== Provided data ==

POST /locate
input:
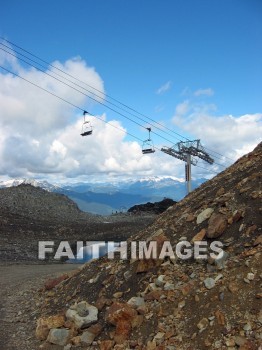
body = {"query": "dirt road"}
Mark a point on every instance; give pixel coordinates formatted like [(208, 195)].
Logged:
[(18, 313)]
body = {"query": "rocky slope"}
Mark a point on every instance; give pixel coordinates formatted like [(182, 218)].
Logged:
[(171, 303), (156, 207), (29, 214)]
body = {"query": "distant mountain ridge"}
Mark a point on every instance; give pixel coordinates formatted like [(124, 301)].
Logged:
[(105, 198)]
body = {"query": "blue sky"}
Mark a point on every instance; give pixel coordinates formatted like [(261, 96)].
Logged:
[(182, 63)]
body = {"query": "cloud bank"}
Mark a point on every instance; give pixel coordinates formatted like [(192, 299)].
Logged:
[(40, 134)]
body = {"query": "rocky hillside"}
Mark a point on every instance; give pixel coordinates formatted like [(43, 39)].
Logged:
[(29, 215), (172, 303), (156, 207), (38, 203)]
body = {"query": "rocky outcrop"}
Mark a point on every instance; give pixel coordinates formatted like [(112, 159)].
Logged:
[(172, 303)]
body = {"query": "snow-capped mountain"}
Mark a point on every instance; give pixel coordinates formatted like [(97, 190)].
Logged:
[(106, 197), (16, 182)]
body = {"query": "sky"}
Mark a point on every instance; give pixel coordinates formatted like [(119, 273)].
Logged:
[(188, 69)]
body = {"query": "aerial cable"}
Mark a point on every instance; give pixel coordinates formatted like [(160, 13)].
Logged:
[(70, 103), (48, 74), (83, 110), (92, 98), (104, 94)]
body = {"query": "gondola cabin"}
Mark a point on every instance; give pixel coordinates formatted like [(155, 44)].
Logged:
[(86, 127), (148, 146)]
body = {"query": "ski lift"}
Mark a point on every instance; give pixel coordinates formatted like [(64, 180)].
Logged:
[(86, 127), (148, 146)]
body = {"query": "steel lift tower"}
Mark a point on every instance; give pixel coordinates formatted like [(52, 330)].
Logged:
[(188, 151)]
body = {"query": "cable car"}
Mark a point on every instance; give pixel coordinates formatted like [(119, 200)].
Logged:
[(86, 127), (148, 146)]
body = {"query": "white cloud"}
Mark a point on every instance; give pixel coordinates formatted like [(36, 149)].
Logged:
[(164, 88), (204, 92), (40, 134)]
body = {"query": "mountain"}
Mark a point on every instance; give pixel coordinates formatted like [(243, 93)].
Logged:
[(186, 299), (31, 214), (16, 182), (105, 198)]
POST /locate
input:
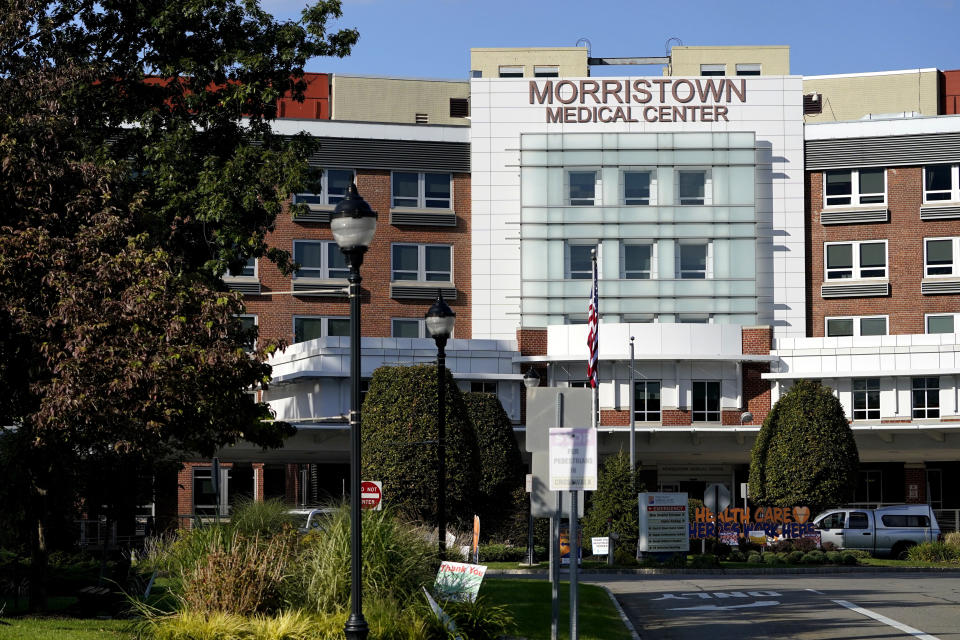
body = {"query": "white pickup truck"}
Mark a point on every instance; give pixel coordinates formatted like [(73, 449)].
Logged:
[(887, 530)]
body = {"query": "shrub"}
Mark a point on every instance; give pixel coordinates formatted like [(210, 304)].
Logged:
[(805, 452), (933, 552), (399, 415)]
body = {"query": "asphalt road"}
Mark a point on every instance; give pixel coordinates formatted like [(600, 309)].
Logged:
[(848, 606)]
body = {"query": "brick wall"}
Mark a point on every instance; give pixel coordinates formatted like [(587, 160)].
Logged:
[(904, 232), (275, 313)]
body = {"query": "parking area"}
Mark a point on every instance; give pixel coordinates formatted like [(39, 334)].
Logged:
[(714, 607)]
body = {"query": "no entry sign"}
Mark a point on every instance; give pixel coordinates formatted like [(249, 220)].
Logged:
[(371, 495)]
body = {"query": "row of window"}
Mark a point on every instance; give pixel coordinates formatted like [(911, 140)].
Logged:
[(638, 187), (857, 260), (421, 190), (853, 187), (638, 260)]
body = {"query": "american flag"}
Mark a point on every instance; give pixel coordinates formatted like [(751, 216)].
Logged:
[(593, 332)]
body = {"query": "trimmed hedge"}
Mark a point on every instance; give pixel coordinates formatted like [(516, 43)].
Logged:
[(805, 454)]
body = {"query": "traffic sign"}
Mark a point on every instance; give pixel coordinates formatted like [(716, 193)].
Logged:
[(371, 495), (716, 497)]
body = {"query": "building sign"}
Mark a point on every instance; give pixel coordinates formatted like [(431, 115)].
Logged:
[(663, 522), (573, 459), (638, 99), (772, 522)]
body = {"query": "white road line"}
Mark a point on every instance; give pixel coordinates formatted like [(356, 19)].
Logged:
[(888, 621)]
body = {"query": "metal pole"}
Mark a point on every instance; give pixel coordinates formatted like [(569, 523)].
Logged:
[(356, 627), (441, 448)]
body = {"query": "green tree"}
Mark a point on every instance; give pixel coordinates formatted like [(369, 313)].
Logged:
[(501, 466), (613, 506), (137, 165), (805, 453)]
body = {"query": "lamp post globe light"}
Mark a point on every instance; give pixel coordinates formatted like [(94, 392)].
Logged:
[(353, 223), (440, 319)]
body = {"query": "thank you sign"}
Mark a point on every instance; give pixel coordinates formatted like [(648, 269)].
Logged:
[(573, 459)]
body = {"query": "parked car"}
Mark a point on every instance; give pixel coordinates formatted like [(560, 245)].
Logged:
[(888, 530)]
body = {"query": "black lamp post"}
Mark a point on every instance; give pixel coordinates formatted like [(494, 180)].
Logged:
[(353, 224), (440, 319)]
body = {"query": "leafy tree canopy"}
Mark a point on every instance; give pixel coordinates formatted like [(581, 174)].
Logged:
[(805, 453)]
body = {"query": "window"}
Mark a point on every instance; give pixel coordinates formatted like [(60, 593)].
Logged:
[(693, 186), (319, 259), (313, 327), (855, 187), (546, 71), (866, 399), (408, 328), (941, 182), (421, 190), (582, 186), (926, 397), (638, 188), (856, 260), (706, 401), (579, 261), (639, 261), (646, 400), (694, 260), (422, 262), (333, 188), (940, 323), (857, 326), (940, 255)]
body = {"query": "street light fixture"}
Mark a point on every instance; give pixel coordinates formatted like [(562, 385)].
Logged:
[(353, 223), (440, 319)]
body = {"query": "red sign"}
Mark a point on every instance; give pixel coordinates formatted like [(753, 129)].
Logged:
[(371, 494)]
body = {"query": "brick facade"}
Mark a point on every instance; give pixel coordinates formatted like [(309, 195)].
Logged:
[(905, 232), (275, 312)]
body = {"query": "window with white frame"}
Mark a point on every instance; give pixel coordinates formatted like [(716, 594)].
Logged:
[(646, 401), (856, 326), (422, 262), (579, 261), (706, 401), (639, 260), (333, 188), (313, 327), (851, 187), (421, 190), (855, 260), (582, 188), (693, 186), (408, 328), (866, 398), (926, 397), (941, 182), (319, 259), (639, 187), (941, 322), (941, 257), (694, 260)]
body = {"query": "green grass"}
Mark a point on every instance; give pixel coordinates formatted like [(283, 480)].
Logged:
[(63, 629), (529, 602)]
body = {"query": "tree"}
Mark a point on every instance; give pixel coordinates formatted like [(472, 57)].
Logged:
[(613, 506), (805, 453), (137, 165), (501, 465), (399, 443)]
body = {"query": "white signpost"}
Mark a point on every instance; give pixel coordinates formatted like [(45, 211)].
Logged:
[(663, 522)]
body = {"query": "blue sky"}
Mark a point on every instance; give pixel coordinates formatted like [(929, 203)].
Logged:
[(432, 38)]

===

- Task to carry out:
Each line from the start of the entries above through the line with "like [(43, 39)]." should be duplicated exactly, leaving out the pictures.

- Result below:
POST /locate
input:
body = {"query": "dirt road"}
Mark a point on every instance; give pixel coordinates formatted like [(208, 195)].
Logged:
[(18, 313)]
body = {"query": "rocky slope"}
Mark a point on every instance; give pixel coordinates formatted like [(182, 218)].
Logged:
[(171, 303), (156, 207), (29, 214)]
body = {"query": "distant mountain ridge"}
Mark a point on every instance; give pixel coordinates formatted like [(124, 301)].
Logged:
[(105, 198)]
body = {"query": "blue sky"}
Mark a point on every instance; give pixel coordinates formatted like [(261, 96)].
Logged:
[(182, 63)]
body = {"query": "cloud bank"}
Mark a point on every instance; give pixel coordinates formatted like [(192, 299)].
Logged:
[(40, 134)]
body = {"query": "rocky hillside"}
Mark a point on every instance; give pixel coordinates formatted like [(43, 39)].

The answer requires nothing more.